Source excerpt:
__________
Sentimental Claptrap, Part II: God Will Never Give You More than You Can Handle

Sentimental Claptrap, Part II: God Will Never Give You More than You Can Handle November 14, 2013

One of my Evangelical friends took me to task yesterday (gently, cause he’s a kind soul) for painting Evangelicals with too broad a brush. I admit that I did focus exclusively on the tendencies of some Evangelicals, and kind of threw the rest of y’all in there with them. Mea culpa. I think probably the mature thing to do would be to clarify the post so that it more accurately reflects that this is a trend within a subset of Evangelicals, but that sounds like a lot of work, and I’ve still got four more phrases to rip to shreds. So, since everyone knows that turnabout is fair play, I’m just going to throw all the Catholics under the bus today. (Sorry, fellow fisheaters.)

Sentimental Claptrap #2: God Will Never Give You More Than You Can Handle

Image via the inimitable Crescat

This is paraphrased from the Mother Teresa quote, “I know God won’t give me anything I can’t handle. I just wish he didn’t trust me so much.”

The Mother Teresa quote doesn’t bother me. I don’t actually think it’s an accurate thing to say, but I think it’s funny, solely because of the personal pronoun used. Turn it around, though, and you get, “You know that God won’t give you anything you can’t handle. You’re just wishing he didn’t trust you so much.” See the difference? One is a humorous admission of completely understandable human weakness. The other is a big pile of asshattery.
__________
Dataset:
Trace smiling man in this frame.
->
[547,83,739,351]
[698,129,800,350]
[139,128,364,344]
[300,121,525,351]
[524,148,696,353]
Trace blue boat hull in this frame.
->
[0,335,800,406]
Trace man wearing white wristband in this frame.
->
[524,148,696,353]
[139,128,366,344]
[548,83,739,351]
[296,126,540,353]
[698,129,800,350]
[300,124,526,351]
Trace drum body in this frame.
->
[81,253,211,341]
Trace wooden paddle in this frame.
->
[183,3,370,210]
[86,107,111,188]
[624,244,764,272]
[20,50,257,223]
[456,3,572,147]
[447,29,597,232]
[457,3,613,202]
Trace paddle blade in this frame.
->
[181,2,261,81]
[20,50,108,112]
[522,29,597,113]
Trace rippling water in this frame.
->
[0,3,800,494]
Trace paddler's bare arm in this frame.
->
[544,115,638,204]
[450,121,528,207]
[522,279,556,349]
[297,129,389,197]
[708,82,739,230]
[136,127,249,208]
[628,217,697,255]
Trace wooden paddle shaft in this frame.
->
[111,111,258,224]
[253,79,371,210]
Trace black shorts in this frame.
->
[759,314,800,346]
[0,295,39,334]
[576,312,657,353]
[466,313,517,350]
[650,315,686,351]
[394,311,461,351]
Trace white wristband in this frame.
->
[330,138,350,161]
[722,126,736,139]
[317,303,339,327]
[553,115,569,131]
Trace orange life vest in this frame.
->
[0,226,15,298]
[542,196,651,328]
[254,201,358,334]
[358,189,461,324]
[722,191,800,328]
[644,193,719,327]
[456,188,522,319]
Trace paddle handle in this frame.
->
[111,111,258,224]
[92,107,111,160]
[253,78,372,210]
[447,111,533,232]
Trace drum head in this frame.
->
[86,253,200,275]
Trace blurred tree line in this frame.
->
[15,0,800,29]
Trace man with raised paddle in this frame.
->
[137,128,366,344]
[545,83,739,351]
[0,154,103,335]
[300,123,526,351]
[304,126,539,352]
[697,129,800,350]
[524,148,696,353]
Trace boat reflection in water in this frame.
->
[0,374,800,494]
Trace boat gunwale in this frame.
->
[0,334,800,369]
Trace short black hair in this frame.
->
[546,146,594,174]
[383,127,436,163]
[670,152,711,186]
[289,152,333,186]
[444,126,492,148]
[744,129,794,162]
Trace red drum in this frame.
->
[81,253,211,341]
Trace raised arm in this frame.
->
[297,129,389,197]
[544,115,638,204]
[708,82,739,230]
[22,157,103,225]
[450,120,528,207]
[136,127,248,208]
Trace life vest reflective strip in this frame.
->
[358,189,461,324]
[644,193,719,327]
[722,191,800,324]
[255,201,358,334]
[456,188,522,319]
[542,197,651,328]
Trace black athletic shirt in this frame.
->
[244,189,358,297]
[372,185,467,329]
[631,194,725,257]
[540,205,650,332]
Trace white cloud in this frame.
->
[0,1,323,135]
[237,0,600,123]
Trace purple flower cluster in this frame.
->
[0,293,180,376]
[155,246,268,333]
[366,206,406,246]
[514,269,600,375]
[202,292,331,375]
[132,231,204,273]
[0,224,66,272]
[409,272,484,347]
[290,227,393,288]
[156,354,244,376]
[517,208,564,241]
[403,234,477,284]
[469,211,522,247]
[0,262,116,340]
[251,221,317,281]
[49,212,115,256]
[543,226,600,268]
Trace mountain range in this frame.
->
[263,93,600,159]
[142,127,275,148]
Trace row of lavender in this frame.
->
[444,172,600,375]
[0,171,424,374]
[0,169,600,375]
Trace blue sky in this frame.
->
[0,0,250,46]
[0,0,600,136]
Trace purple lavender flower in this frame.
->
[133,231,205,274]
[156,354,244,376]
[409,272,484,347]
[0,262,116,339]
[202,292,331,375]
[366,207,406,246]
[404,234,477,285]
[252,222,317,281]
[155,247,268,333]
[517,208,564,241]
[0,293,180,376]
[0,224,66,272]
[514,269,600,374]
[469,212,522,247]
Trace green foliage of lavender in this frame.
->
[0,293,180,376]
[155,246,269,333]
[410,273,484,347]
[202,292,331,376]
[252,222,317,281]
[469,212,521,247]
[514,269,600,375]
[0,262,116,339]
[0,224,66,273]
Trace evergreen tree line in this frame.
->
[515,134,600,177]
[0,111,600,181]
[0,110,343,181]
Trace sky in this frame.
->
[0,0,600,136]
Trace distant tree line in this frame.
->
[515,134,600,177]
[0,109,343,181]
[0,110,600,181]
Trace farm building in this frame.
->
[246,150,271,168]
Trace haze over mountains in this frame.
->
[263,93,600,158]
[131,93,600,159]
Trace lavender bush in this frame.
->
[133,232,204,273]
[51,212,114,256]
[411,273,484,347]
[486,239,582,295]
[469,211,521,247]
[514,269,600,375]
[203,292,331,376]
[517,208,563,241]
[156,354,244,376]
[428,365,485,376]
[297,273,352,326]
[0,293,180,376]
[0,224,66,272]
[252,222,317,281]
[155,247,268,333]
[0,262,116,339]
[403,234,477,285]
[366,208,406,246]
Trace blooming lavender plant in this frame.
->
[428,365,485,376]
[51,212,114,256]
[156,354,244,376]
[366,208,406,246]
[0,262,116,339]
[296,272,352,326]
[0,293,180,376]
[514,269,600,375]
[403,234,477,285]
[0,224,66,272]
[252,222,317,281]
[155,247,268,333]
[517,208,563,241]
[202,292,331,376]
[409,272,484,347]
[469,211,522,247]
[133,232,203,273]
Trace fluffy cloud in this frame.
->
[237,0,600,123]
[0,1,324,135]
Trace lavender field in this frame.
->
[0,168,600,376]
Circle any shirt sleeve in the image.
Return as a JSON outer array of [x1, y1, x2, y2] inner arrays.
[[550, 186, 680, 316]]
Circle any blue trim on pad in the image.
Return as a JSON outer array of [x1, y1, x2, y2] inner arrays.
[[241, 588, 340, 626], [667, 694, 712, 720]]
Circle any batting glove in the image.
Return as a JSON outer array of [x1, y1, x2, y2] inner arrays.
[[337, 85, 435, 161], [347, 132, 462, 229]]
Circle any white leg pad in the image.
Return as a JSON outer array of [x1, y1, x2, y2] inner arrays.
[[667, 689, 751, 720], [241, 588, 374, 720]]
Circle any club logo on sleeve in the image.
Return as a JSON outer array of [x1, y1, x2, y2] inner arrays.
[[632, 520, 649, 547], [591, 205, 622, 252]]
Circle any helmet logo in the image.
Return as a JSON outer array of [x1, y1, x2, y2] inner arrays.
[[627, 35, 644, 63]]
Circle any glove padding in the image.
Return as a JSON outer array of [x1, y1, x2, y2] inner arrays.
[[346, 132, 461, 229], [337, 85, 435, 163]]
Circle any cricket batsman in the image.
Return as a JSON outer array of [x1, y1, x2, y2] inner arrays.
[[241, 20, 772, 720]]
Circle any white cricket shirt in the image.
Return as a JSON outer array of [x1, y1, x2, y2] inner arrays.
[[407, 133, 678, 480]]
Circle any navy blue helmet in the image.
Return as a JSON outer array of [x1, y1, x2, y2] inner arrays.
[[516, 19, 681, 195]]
__________
Exercise prompt:
Rewrite the blog post's passage between "The Mother Teresa quote doesn’t" and "pile of asshattery.", inclusive, changing "humorous admission" to "lighthearted admission".

Response to this exercise:
The Mother Teresa quote doesn’t bother me. I don’t actually think it’s an accurate thing to say, but I think it’s funny, solely because of the personal pronoun used. Turn it around, though, and you get, “You know that God won’t give you anything you can’t handle. You’re just wishing he didn’t trust you so much.” See the difference? One is a lighthearted admission of completely understandable human weakness. The other is a big pile of asshattery.